(Object detection data)
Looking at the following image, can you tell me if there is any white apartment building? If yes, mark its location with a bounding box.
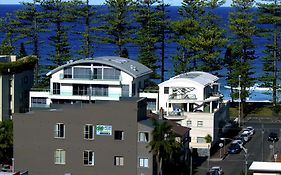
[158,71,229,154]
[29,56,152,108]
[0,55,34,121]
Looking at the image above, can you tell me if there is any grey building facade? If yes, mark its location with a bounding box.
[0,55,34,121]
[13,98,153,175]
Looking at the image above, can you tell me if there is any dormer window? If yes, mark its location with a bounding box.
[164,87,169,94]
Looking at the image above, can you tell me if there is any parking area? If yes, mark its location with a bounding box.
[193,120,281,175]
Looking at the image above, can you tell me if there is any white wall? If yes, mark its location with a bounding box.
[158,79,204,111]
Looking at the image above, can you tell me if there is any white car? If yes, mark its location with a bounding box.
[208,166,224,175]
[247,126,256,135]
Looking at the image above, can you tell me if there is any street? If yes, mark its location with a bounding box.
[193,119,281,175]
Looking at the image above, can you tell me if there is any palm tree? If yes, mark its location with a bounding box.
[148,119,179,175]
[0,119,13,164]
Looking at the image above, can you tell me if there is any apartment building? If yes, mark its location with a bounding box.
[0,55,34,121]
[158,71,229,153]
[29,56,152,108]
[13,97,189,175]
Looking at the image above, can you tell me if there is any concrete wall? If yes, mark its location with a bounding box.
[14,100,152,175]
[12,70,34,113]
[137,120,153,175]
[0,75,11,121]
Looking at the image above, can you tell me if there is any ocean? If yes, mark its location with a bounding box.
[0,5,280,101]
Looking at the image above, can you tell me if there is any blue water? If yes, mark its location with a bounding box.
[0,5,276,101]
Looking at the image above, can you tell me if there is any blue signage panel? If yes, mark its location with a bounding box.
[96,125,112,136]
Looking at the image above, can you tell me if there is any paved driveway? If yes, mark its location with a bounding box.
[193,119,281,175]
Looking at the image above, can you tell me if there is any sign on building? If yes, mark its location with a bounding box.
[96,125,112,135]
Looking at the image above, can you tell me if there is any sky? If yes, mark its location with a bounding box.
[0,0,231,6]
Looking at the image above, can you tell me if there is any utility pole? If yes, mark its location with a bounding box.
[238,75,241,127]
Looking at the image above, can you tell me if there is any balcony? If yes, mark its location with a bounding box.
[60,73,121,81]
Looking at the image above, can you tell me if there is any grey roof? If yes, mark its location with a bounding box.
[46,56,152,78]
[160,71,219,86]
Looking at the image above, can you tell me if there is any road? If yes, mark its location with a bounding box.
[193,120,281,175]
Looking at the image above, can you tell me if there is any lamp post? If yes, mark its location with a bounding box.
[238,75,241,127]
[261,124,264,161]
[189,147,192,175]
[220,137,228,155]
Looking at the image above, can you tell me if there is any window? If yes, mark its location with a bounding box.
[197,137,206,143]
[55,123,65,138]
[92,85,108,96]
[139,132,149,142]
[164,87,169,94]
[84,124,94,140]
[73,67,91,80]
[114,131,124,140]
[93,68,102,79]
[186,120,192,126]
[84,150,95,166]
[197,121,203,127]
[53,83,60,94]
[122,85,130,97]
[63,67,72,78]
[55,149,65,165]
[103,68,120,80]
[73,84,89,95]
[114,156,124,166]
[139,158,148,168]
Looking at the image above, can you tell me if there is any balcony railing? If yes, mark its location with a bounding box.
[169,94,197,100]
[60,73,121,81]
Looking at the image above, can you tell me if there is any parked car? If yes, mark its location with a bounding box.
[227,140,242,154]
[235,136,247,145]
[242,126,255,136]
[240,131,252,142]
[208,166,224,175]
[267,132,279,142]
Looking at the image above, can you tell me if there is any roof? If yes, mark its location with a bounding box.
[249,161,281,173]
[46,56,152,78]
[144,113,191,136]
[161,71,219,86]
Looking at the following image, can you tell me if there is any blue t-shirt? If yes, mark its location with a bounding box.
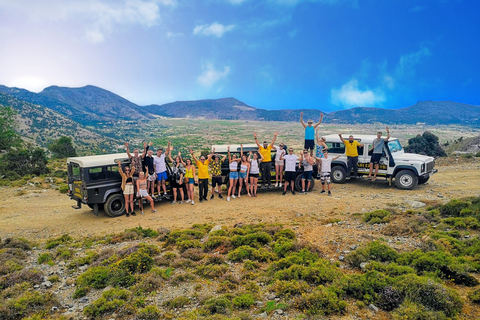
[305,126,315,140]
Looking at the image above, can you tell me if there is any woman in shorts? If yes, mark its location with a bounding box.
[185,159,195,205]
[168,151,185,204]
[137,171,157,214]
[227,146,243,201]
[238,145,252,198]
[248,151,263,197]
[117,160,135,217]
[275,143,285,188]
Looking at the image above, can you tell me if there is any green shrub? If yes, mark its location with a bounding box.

- **Exercise details**:
Rewrite every line of the items above as a numbered list, skipping blank lines and leaving the pictures out.

- **Reply to the exercise**:
1. Looking at the following image, can you tell me if there is any white apartment building? If yes, mark its location with a bounding box.
2. [158,71,229,154]
3. [29,56,152,108]
4. [0,55,34,121]
5. Looking at the image above, can you tell me if there is any grey building facade? If yes, mark its location with a bounding box.
6. [0,55,34,121]
7. [13,98,153,175]
8. Looking at the image above, can you tell me if there is any dormer window? If yes, mark its location with a bounding box.
9. [164,87,169,94]
10. Looking at the image above, can you tell me if there is any parking area? If yes, mark its location with a bounding box.
11. [193,120,281,175]
12. Looking at the image above, can you tell me if there is any white wall? If yes, mark its location with a bounding box.
13. [158,79,204,111]
14. Looking at the image above, can you tell me if there is any white car? If yes, mark its location with a bounding box.
15. [208,166,224,175]
16. [247,126,256,135]
17. Looking at the image above, can you tell me if there is any street? If yes, mark its location with a bounding box.
18. [193,119,281,175]
19. Looking at the image above, can you tell me if there is any palm tree? If yes, mark its location with a bounding box.
20. [148,119,179,175]
21. [0,119,13,164]
22. Looking at the image above, can you tell me if there is any apartment building? If yes, mark its location with a bounding box.
23. [0,55,34,121]
24. [158,71,229,153]
25. [29,56,152,108]
26. [13,97,189,175]
27. Looking at the image above, can you tell me if there is any concrete wall? If yes, mark its location with a bounding box.
28. [14,100,152,175]
29. [12,70,34,113]
30. [137,120,153,175]
31. [0,75,11,121]
32. Looking at the image above, can you tell me if there is any ocean? If yes, mark its location with a bounding box.
33. [0,5,280,101]
34. Looking at the image above, can you tell me if there is any blue water? If yes, mark its location with a bounding box.
35. [0,5,276,101]
36. Looking at the image above, can you tell me if there is any blue signage panel? If yes, mark its location with a bounding box.
37. [96,125,112,136]
38. Looking at the image above, can you tell me if there is any paved driveway? If yes, mark its location with a bounding box.
39. [193,119,281,175]
40. Looking at the image above, can you tell me if there is any sign on building? If yes, mark its location with a bounding box.
41. [96,125,112,135]
42. Looking at the image above, can you tell me if there is any sky? If yes, mark its location with a bounding box.
43. [0,0,231,6]
44. Looking at the image above, can you tell me if there is any utility pole? If yes, mark its location with a bounding box.
45. [238,75,241,127]
46. Looking at the image above, can you tell me if there is any balcony? If yes, mark its location with a bounding box.
47. [60,73,121,81]
48. Looking at the image above, can you tell me if there is any grey roof? If yes, mark its location with a bounding box.
49. [46,56,152,78]
50. [160,71,219,86]
51. Looking at the image above, can you tell me if there is any road? If yes, mark its location with a bounding box.
52. [193,120,281,175]
53. Looking at the image above, can you tell me if there is any lamp post? If yes, mark its location with a bounding box.
54. [238,75,241,127]
55. [261,124,264,161]
56. [189,147,192,175]
57. [220,137,228,155]
58. Looking at the image above, can you tell me if there is any window? If yes, mark its location with a bounding box.
59. [197,137,206,143]
60. [55,123,65,138]
61. [92,85,108,96]
62. [139,132,149,142]
63. [164,87,169,94]
64. [84,124,94,140]
65. [73,67,91,80]
66. [114,131,124,140]
67. [93,68,102,79]
68. [186,120,192,126]
69. [84,150,95,166]
70. [197,121,203,127]
71. [53,83,60,94]
72. [122,85,130,97]
73. [63,67,72,78]
74. [55,149,65,165]
75. [103,68,120,80]
76. [73,84,89,95]
77. [114,156,124,166]
78. [139,158,148,168]
79. Looking at the image above, can you tell me if there is any balcony railing? If yes, mark its location with a bounding box.
80. [169,94,197,100]
81. [60,73,121,81]
82. Looking at the image above, can you tell me if there is any parked car? If yes, mark its location with a bounding box.
83. [227,140,242,154]
84. [235,136,247,145]
85. [242,126,255,136]
86. [240,131,252,142]
87. [208,166,224,175]
88. [267,132,279,142]
89. Looking at the image above, can you tell me if there is any roof? If yes, mark its location with a bounding box.
90. [249,161,281,173]
91. [46,56,152,78]
92. [144,113,191,136]
93. [161,71,219,86]
94. Looking at the following image, can you tell me if there is any blue t-shirt? If yes, mark its location with a bounding box.
95. [305,126,315,140]
96. Looking at the image above, can you tell me if there is any woman in shorts? If yes, mark its location with a bounding box.
97. [185,159,195,205]
98. [168,151,185,204]
99. [137,171,157,214]
100. [227,146,243,201]
101. [238,145,252,198]
102. [248,151,263,197]
103. [117,160,135,217]
104. [275,143,285,188]
105. Looking at the image above, can you tell me if there is any green shrub? If yes, mark its location with a bounding box.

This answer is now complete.